- _Task prompt_: Find the line containing "the player's beard". Return it and every line after it, unchanged, up to and including the last line.

----------

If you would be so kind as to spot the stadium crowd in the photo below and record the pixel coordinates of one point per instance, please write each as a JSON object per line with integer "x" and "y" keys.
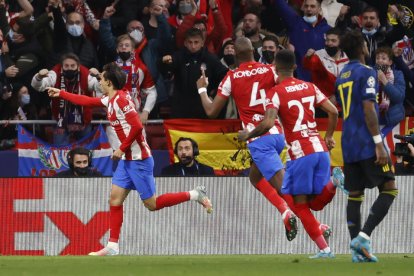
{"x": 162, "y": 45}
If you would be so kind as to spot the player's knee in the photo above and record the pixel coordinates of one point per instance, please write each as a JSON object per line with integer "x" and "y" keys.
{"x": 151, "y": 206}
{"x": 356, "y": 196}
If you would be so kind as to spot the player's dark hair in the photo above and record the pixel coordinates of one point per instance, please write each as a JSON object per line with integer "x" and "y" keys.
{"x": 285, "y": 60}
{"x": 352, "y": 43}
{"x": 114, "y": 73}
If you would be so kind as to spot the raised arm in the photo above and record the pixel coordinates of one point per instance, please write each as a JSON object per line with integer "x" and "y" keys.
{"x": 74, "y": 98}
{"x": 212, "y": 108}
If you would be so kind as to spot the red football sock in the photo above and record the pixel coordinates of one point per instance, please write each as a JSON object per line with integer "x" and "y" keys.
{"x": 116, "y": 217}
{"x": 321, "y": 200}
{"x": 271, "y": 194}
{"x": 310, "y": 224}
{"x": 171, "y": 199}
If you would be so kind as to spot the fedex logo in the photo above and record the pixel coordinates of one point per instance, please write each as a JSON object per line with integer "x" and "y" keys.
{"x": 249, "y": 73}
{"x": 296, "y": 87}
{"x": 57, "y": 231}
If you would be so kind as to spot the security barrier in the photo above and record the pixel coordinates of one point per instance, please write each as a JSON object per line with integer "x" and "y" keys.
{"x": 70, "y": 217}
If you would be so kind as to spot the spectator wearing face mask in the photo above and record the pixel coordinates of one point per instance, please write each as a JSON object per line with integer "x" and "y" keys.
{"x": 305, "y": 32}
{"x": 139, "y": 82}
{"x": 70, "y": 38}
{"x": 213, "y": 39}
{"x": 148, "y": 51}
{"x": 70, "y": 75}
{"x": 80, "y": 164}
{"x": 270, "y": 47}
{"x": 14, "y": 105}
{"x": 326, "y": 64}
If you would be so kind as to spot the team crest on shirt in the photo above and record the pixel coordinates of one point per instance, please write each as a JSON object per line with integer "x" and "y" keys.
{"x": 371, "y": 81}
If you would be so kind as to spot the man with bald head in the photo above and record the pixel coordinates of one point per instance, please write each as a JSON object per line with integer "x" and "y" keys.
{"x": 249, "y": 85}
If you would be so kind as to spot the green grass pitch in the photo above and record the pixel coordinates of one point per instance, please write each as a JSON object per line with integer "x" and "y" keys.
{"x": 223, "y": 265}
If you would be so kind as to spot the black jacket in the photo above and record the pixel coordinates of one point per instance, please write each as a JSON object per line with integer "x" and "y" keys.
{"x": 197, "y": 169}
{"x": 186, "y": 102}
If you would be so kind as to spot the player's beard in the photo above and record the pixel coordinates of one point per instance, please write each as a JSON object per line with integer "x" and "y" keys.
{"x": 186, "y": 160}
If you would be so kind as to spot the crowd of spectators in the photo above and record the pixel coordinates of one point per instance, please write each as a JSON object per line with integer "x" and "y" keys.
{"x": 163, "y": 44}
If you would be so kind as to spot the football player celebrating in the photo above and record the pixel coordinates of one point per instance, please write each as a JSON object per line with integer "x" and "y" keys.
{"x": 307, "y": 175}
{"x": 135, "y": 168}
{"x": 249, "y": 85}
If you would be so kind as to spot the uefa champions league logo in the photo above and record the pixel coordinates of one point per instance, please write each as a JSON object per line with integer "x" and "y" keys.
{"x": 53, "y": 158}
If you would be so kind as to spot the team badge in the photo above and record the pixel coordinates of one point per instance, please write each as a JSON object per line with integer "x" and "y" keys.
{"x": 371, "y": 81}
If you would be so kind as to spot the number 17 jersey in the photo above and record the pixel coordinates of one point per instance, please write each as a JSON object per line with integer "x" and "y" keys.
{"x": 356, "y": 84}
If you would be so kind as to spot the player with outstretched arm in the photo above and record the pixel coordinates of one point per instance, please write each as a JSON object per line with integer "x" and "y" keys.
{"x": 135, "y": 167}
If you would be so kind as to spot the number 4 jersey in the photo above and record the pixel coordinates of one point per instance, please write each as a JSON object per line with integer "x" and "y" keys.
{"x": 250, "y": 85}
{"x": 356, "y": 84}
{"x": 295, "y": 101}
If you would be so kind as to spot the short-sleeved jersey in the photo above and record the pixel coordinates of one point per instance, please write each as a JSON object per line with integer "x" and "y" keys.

----------

- _Written solution_:
If you would be so kind as to spot the player's beard in the photo above and record the pixel coordinates of one point per instance, please write each as a JSON object per line with integer "x" and "y" keys.
{"x": 186, "y": 160}
If you would be so kind as to spot the crowd of spectators in the photo above and record the pixel coordinates of one point per instance, please write each as a JSON object per line with integer "x" and "y" keys.
{"x": 163, "y": 44}
If you would be so kind as to spot the football player celebrating in the photo above and record the pixel coordinates of one point per instance, please write each as a JSON object per line with integer "x" and "y" keys.
{"x": 307, "y": 175}
{"x": 135, "y": 168}
{"x": 249, "y": 85}
If you would be so kind as to spot the uefa champions league logo in the photo above and record the pixel coordinates of one point per instance, please write each as a JSON object per line with integer "x" and "y" keys.
{"x": 53, "y": 158}
If you would be so kind as to spot the team badge in the photo above and record the pixel coordinates of one point per instance, please write each as a JSON object per line with integer "x" and "y" keys.
{"x": 371, "y": 81}
If you would be so kind as to spot the number 17 jersey in the photo above and record the pixel coordinates of one point per instance, please write each as a JSON object per line with integer "x" and "y" keys.
{"x": 356, "y": 84}
If you would be so kind as to spot the player with outstretched arm in the photo above and record the pixel coordinates of one point per instance, please write each as a JSON object per line with integer "x" and "y" keys.
{"x": 135, "y": 167}
If you would be so kind as to spot the number 4 jersey in the photo above and record the pixel coordinates of one point per instance, please write each as a JSON object per line with integer "x" and "y" keys.
{"x": 250, "y": 85}
{"x": 356, "y": 84}
{"x": 295, "y": 101}
If you would be so kind as to spot the short-sleeved jersey in the photo above and record the pixel coordinates of one point per instance, please write each as a JSON object per line with integer "x" and "y" keys.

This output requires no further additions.